Can you turn the material below, from the line containing "the man's short" through its last line (both included), into a Markdown table with the columns Row and Content, giving each line a number and leaving out blank lines?

>>>

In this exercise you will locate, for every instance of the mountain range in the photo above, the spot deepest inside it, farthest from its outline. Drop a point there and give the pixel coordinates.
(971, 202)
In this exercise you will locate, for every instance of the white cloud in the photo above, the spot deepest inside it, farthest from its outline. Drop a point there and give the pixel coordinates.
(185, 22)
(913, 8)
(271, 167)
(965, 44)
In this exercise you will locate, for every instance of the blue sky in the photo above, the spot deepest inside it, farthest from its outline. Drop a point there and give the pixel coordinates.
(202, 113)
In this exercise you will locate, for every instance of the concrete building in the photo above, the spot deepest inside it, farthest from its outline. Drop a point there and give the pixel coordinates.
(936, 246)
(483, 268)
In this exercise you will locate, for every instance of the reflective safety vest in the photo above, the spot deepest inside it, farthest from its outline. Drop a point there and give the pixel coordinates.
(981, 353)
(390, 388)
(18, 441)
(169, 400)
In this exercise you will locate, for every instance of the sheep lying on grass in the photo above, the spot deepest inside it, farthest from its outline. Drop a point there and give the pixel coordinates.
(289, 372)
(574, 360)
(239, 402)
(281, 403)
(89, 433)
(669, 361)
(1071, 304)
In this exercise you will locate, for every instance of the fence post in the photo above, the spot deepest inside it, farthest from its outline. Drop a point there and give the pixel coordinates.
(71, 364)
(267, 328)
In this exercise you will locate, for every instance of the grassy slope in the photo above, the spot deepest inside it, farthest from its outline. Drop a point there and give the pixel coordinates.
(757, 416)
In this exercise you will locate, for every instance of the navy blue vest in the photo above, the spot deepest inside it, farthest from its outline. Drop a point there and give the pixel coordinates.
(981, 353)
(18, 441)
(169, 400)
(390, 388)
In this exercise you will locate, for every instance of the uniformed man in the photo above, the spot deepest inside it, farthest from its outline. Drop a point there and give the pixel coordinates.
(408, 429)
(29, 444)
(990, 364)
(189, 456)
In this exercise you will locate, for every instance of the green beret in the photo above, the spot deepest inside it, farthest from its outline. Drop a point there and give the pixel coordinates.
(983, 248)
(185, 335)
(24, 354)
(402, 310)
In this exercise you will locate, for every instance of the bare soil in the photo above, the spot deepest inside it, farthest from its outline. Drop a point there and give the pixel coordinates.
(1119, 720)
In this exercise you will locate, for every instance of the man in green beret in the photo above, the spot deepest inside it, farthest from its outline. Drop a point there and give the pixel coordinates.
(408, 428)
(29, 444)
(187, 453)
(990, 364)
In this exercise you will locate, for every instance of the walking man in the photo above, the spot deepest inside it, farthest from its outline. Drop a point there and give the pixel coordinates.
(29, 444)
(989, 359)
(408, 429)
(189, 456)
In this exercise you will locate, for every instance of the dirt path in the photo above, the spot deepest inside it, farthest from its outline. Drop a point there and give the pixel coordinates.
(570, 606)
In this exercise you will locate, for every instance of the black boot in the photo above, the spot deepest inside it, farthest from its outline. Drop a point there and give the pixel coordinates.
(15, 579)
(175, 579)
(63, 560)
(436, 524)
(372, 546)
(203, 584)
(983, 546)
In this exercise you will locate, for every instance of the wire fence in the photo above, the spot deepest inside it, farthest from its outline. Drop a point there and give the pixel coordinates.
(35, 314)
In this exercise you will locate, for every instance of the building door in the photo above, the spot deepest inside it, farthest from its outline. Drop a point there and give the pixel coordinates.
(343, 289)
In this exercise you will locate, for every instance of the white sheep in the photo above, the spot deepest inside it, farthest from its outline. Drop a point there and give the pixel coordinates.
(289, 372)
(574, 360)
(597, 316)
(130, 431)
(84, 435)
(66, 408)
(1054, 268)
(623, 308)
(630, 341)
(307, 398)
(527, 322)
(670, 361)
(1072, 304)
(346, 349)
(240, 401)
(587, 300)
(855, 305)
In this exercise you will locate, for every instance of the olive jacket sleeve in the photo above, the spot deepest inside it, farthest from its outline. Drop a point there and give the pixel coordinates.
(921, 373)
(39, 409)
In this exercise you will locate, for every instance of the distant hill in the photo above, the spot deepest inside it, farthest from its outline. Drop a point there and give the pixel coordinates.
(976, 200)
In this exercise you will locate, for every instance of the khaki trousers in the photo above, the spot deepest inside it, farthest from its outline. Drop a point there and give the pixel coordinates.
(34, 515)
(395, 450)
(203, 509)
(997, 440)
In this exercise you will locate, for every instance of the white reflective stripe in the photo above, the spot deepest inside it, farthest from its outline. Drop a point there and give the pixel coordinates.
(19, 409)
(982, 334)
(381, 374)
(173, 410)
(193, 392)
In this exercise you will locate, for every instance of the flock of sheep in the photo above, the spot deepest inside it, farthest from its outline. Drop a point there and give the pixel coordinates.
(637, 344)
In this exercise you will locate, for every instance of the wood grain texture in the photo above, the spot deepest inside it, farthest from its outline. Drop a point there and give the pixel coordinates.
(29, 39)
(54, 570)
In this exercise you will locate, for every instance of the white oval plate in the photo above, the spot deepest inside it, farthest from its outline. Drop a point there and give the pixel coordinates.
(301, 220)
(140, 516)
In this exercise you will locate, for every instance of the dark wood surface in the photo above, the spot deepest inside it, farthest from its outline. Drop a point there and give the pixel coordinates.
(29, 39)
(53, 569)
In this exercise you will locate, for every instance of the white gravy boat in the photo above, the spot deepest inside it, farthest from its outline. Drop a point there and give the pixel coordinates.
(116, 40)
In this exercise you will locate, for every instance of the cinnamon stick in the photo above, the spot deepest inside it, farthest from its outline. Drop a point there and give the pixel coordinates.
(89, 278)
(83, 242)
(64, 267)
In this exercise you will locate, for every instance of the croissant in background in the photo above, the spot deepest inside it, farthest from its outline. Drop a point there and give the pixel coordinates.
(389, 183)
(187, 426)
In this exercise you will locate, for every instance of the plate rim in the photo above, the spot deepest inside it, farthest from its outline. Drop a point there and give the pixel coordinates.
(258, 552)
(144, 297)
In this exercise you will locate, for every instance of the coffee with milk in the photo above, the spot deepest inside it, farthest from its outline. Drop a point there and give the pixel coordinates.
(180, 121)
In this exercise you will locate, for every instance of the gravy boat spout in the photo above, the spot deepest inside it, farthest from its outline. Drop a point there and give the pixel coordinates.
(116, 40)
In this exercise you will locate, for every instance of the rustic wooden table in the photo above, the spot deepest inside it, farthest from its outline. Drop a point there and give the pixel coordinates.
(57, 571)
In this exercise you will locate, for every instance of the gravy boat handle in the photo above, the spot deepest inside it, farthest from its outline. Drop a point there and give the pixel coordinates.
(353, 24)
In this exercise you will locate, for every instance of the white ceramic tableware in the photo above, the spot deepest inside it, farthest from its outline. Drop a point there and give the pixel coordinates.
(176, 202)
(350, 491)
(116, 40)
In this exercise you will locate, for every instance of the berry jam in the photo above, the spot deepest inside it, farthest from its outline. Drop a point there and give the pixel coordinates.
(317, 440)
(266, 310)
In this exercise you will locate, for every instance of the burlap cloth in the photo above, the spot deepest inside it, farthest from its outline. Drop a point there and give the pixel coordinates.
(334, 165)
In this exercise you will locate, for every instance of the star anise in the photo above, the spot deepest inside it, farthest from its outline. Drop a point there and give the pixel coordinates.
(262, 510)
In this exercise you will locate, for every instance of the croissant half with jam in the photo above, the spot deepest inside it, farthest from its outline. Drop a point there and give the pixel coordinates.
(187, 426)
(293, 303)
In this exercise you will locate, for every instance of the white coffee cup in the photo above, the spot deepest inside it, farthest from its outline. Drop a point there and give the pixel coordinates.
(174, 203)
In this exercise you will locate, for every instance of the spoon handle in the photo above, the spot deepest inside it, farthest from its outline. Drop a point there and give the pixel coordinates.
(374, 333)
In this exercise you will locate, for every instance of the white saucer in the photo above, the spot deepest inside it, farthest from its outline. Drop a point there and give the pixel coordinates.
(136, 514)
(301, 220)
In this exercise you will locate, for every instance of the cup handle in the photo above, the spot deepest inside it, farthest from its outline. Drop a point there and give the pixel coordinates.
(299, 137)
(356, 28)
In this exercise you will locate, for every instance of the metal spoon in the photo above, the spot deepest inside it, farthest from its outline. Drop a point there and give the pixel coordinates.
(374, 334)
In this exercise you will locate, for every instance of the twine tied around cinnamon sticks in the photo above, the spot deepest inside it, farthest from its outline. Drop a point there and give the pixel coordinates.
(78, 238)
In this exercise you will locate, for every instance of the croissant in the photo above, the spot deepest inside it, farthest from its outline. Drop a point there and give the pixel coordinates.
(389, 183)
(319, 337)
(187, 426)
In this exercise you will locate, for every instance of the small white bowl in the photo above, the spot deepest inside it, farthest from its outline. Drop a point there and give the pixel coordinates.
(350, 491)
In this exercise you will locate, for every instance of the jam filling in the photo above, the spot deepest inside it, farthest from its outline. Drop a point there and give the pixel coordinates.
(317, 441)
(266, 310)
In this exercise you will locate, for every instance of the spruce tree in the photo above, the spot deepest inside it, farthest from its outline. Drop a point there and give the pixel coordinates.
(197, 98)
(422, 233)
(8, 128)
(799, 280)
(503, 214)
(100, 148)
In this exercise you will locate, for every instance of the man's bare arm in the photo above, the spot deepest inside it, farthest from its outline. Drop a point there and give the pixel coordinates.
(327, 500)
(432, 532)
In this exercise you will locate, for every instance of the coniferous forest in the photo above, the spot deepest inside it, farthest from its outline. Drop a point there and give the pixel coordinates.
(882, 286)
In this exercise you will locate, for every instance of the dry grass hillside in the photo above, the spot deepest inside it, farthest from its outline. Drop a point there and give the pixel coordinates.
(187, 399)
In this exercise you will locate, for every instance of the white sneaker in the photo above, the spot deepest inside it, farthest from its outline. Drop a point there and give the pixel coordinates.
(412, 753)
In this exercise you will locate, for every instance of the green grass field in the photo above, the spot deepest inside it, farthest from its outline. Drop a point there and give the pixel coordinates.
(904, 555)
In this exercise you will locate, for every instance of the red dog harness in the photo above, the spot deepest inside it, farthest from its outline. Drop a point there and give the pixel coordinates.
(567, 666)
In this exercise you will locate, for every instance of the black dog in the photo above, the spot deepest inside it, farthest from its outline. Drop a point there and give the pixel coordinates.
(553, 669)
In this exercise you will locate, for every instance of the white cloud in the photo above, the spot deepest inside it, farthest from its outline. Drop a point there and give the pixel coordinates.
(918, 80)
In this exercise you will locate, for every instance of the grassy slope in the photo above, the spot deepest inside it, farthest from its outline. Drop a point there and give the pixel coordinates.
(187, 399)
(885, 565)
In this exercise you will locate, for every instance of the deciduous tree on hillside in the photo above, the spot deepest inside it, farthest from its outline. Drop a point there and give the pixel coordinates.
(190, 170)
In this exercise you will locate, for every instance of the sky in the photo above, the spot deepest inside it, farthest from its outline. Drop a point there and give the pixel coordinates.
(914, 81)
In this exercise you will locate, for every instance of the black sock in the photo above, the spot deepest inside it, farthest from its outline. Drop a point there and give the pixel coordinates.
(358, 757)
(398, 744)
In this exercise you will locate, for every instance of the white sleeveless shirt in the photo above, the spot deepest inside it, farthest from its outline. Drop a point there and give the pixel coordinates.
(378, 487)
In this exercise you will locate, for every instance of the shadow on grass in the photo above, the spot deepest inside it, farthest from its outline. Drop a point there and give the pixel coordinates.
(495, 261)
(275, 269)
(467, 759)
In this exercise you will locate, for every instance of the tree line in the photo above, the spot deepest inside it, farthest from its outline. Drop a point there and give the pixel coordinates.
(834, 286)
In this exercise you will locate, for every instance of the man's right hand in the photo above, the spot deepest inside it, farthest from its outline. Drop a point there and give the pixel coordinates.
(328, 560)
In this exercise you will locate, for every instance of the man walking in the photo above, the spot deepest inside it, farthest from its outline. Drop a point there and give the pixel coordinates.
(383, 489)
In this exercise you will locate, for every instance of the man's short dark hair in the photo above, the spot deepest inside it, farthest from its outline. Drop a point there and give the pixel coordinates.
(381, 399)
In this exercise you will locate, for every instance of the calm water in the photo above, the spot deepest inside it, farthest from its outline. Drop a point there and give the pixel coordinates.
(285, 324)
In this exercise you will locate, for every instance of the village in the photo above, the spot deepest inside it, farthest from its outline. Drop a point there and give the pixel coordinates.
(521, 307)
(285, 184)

<<<

Complete output:
| Row | Content |
|---|---|
| 1 | In this exercise you will locate, for every instance of the man's short dark hair in the photo above, the spot deepest inside it, farthest from its outline. Drop a point there and give the pixel coordinates. |
| 2 | (381, 399) |
| 3 | In this exercise you will locate, for every instance of the calm water in the photo above, the spot deepest inside it, farthest from its outline. Drop a point there and give the pixel coordinates. |
| 4 | (285, 324) |
| 5 | In this exercise you will locate, for every instance of the village in the photo above, the spot deepest inside it, farthest from its outline. Drop a point there and give the pixel coordinates. |
| 6 | (521, 307) |
| 7 | (285, 184) |